==== Working data

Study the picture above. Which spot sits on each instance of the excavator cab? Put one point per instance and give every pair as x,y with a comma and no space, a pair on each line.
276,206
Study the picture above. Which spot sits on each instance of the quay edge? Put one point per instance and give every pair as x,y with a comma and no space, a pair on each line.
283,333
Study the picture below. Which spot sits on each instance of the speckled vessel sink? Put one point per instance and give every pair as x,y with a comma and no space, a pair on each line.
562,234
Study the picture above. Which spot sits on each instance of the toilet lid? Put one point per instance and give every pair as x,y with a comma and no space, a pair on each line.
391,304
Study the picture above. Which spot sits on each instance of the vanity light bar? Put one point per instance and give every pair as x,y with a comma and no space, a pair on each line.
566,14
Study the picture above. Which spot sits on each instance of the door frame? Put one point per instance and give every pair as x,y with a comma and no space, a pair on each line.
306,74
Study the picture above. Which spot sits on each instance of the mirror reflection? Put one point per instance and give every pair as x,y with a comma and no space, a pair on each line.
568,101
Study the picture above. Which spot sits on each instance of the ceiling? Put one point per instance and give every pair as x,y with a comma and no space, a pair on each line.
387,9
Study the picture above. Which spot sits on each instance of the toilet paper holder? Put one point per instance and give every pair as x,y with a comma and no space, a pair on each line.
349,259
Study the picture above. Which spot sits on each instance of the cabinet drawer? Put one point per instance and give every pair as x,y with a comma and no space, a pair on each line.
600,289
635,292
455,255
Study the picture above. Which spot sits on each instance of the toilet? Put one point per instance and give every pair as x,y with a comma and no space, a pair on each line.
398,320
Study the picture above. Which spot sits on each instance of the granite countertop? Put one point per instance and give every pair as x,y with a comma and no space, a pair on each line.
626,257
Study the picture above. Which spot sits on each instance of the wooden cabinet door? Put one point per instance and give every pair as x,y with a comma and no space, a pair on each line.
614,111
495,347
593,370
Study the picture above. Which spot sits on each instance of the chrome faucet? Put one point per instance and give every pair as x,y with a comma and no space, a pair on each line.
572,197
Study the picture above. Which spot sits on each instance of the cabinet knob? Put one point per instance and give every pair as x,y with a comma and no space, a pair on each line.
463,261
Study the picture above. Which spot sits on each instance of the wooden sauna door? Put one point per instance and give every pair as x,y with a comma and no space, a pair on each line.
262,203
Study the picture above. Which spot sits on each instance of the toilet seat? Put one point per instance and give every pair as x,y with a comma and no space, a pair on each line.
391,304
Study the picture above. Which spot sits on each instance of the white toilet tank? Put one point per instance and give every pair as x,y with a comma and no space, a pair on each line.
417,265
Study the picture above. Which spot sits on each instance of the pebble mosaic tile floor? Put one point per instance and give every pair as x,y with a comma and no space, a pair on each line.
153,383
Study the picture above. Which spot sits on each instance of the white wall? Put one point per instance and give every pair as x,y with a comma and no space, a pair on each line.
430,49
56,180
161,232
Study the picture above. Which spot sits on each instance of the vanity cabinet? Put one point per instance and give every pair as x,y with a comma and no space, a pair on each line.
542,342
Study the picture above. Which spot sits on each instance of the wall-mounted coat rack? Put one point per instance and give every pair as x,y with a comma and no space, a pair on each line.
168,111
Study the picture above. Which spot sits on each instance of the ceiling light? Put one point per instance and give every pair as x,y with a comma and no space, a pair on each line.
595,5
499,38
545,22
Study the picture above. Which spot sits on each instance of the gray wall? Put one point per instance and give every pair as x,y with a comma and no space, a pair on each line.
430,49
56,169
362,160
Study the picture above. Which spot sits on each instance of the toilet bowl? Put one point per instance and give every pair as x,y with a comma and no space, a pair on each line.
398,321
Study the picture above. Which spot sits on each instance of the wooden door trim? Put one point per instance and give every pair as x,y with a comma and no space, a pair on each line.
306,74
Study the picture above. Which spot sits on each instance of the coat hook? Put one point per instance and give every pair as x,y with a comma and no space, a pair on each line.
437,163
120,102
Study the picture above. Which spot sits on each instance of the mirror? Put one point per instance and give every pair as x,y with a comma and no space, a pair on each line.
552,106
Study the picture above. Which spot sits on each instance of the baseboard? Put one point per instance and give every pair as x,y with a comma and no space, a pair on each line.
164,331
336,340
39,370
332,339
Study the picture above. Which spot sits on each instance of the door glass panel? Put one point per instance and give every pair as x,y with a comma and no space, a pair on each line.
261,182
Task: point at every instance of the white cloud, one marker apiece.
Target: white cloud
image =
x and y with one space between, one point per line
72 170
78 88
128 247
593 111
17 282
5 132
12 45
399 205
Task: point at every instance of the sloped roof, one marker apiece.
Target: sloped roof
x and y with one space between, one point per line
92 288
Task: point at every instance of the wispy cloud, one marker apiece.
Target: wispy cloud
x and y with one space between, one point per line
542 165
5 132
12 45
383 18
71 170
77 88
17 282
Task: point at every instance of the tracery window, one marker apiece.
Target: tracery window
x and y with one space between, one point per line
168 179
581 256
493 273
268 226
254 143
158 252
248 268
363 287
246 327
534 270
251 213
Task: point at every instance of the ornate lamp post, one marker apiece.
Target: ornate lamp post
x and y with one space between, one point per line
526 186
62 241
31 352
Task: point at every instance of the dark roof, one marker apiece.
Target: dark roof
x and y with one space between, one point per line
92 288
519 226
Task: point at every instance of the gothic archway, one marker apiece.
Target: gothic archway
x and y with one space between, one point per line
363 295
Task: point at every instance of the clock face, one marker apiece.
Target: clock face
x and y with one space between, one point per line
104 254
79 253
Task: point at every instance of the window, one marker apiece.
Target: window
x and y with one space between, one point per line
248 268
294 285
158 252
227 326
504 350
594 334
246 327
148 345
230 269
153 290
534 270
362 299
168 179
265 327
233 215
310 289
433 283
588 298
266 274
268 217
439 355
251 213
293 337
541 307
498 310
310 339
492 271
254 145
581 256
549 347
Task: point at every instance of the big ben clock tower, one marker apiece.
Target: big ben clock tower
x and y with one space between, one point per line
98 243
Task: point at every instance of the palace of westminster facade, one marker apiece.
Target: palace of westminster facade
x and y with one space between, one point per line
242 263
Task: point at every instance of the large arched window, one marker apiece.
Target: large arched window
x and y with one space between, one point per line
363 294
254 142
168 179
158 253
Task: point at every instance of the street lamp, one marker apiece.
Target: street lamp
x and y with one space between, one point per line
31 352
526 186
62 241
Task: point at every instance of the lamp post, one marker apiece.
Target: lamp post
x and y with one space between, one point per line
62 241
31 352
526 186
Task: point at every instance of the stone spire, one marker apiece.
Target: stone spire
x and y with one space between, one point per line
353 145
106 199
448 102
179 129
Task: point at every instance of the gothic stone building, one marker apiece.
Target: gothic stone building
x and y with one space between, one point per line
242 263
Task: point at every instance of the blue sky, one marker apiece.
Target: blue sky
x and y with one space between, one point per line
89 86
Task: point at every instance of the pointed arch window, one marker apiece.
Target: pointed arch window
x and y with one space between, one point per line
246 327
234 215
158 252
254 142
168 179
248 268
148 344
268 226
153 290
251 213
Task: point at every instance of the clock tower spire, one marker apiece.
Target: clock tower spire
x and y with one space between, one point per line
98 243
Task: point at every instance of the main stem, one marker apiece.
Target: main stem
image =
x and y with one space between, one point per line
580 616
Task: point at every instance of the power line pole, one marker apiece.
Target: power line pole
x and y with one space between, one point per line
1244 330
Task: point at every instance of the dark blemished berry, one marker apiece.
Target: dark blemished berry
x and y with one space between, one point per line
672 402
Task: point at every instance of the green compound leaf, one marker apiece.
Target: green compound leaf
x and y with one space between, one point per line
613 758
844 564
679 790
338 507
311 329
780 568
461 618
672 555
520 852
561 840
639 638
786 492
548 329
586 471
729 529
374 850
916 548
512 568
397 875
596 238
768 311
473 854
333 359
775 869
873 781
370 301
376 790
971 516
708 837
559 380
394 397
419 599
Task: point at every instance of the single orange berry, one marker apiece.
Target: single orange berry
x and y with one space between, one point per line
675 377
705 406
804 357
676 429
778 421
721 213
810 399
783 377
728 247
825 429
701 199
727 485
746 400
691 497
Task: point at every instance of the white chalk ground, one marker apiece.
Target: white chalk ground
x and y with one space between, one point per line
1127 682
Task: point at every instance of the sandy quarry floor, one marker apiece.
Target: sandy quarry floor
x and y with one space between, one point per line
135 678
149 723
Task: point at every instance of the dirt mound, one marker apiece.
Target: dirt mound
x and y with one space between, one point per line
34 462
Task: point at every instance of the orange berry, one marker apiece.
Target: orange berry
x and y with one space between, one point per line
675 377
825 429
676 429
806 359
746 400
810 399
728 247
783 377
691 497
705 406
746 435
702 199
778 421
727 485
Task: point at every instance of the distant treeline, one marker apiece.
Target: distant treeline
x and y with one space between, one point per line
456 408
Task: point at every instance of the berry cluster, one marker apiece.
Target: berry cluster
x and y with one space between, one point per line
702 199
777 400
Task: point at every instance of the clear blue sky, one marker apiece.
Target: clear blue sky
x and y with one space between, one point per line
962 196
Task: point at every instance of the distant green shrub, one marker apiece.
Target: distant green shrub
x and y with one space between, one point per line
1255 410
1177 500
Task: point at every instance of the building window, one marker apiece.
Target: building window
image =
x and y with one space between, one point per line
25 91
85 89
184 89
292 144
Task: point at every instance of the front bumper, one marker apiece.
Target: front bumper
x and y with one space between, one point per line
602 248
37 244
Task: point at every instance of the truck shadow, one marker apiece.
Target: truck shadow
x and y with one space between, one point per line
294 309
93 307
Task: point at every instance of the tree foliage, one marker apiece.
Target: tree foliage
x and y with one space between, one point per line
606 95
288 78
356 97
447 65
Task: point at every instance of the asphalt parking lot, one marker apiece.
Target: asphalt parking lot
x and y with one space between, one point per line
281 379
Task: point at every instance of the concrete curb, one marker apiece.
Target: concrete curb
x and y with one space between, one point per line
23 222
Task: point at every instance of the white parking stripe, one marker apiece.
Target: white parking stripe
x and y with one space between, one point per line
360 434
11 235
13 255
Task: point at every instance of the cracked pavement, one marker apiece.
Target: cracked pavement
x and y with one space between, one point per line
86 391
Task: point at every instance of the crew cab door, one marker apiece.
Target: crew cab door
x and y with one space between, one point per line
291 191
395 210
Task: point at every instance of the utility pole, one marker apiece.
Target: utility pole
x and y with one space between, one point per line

========

[Exercise instructions] Word for word, restate the lines above from the line containing "Target: gothic archway" through the line containing "Target: blue sky", with both included and nothing else.

[Exercise output]
Target: gothic archway
x and y with one space between, one point per line
363 295
Task: point at every instance of the clock face, one marker apiece.
Target: clock face
x and y with one space between, one point per line
104 254
79 253
Task: point at every instance of the window, one marker apiece.
Target: window
x and y with one space between, one point per line
248 268
294 285
158 252
227 326
504 350
594 334
246 327
148 345
230 269
153 290
534 270
362 299
168 179
265 327
233 215
310 289
433 283
588 298
266 274
268 217
439 355
251 213
293 337
541 307
498 310
310 339
492 271
254 145
581 256
549 347
Task: point at every instance of the big ben clock tower, one marker apiece.
Target: big ben clock tower
x and y with one space between, one point per line
98 243
Task: point at every instance of the palace of westminster facade, one marker apiece.
Target: palace of westminster facade
x and y with one space between, one point per line
242 263
Task: point at every instance of the large arched window, one marker apiece.
Target: large arched window
x and y with one space between, one point per line
363 294
254 142
168 179
158 253
Task: point at every instance of the street lamp, one marker apiece.
Target: street lamp
x and y with one space between, one point per line
31 352
526 186
62 241
Task: point at every instance of the lamp post, one marker apiece.
Target: lamp post
x and y with one space between, one point per line
62 241
31 352
526 186
Task: point at every instance of the stone spire, one marker apiece.
Target: stone spire
x and y with one space between, one point per line
353 145
106 199
448 102
179 129
Task: point at every instance of the gothic stone building, one marker apiece.
Target: gothic stone building
x and y with one space between, one point per line
242 263
Task: point at every instance of the blue sky, one marker apiece.
Target: blue sky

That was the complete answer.